» **SHORT TASK**: In every entry below, change "instance" to "occurrence" and repeat the lines with nothing else altered.

* * *

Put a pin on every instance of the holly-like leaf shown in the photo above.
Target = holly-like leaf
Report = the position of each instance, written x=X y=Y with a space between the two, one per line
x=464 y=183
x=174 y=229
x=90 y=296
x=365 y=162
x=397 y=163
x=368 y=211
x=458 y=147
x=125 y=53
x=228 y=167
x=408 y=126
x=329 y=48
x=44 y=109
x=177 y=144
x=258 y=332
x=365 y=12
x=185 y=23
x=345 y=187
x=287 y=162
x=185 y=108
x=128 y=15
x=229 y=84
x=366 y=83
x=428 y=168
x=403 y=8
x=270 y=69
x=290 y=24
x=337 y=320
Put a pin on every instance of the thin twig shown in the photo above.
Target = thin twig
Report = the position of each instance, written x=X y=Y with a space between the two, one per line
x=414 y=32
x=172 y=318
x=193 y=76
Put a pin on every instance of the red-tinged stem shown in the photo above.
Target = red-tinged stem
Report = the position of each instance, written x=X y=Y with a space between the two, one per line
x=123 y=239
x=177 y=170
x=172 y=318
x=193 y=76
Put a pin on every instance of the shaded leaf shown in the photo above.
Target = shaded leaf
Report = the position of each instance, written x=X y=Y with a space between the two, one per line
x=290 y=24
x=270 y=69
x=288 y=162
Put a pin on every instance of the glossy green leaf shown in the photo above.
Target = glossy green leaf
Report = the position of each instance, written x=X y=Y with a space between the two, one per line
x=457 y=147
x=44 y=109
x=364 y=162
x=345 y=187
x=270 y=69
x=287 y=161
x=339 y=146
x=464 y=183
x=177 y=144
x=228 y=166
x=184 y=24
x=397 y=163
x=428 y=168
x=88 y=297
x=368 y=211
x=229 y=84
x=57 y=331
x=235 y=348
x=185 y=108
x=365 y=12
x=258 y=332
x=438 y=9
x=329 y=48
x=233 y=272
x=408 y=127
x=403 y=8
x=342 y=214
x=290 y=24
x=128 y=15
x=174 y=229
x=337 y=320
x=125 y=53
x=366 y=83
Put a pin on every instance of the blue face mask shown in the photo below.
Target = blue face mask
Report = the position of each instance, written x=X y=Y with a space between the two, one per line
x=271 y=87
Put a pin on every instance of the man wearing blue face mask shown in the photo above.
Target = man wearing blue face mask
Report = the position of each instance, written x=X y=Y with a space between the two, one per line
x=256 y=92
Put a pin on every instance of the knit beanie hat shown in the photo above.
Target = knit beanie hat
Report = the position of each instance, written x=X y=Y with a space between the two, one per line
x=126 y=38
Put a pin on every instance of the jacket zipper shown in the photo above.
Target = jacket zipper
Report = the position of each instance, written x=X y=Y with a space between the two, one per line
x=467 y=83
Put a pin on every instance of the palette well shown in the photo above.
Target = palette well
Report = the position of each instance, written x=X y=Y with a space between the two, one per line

* * *

» **COMPLETE OUTPUT**:
Put a pin on every occurrence of the holly-like leaf shown in the photo above.
Target = holly-like leaf
Report = the position of each occurrence, written x=X y=Y with a space between the two, one per line
x=464 y=183
x=174 y=229
x=90 y=296
x=365 y=162
x=397 y=163
x=368 y=211
x=458 y=147
x=125 y=53
x=228 y=167
x=408 y=126
x=329 y=48
x=44 y=109
x=177 y=144
x=258 y=332
x=365 y=12
x=185 y=23
x=345 y=187
x=287 y=162
x=185 y=108
x=128 y=15
x=229 y=84
x=366 y=83
x=428 y=168
x=403 y=8
x=270 y=69
x=290 y=24
x=337 y=320
Put a pin on every occurrence of the thin twig shown in the photo above.
Target = thin twig
Report = the position of each occurrence, written x=X y=Y with a space between the two, one per line
x=414 y=32
x=172 y=318
x=193 y=76
Put a pin on every occurrence of the red-tinged stem shown in the photo above.
Target = red-tinged stem
Report = the position of each occurrence, written x=X y=Y with a space between the two, one per line
x=123 y=239
x=177 y=170
x=172 y=318
x=193 y=76
Put a pin on every occurrence of the shaded leaf shown in the photo above.
Target = shaded leaf
Report = the position of each occurrence, written x=X y=Y with a space between the two, one per line
x=290 y=24
x=270 y=69
x=288 y=162
Put a pin on every occurrence of the glossy green leaf shown in the photo above.
Target = glossy green leaf
Report = the position of each occurrence, written x=X y=Y with a space between the two, one per line
x=457 y=147
x=44 y=109
x=364 y=162
x=345 y=187
x=270 y=69
x=287 y=161
x=339 y=146
x=464 y=183
x=177 y=144
x=228 y=166
x=184 y=24
x=397 y=163
x=428 y=168
x=88 y=297
x=368 y=211
x=229 y=84
x=57 y=331
x=235 y=348
x=185 y=108
x=365 y=12
x=258 y=332
x=438 y=9
x=329 y=48
x=233 y=272
x=408 y=127
x=403 y=8
x=342 y=214
x=290 y=24
x=128 y=15
x=174 y=229
x=337 y=320
x=125 y=53
x=366 y=83
Put a pin on every occurrence of the blue face mask shown in the photo below.
Target = blue face mask
Report = the position of each occurrence, written x=X y=Y with a space between the two, one per line
x=271 y=87
Put a pin on every occurrence of the man wearing blue face mask shown in the photo above.
Target = man wearing blue face mask
Report = the position of each occurrence, written x=X y=Y with a space between the two, one per line
x=256 y=92
Put a pin on every occurrence of the knit beanie hat shown in the photo above.
Target = knit beanie hat
Report = the position of each occurrence, written x=X y=Y with a space between the two, one per line
x=126 y=38
Put a pin on every occurrence of the jacket zipper shown in the photo above.
Target = jacket zipper
Report = the position of each occurrence, written x=X y=Y with a space between the two, one per line
x=467 y=83
Put a pin on every occurrence of the palette well shown in the photo above.
Target = palette well
Report = the position of each occurrence, written x=X y=Y with a space between the two, one per line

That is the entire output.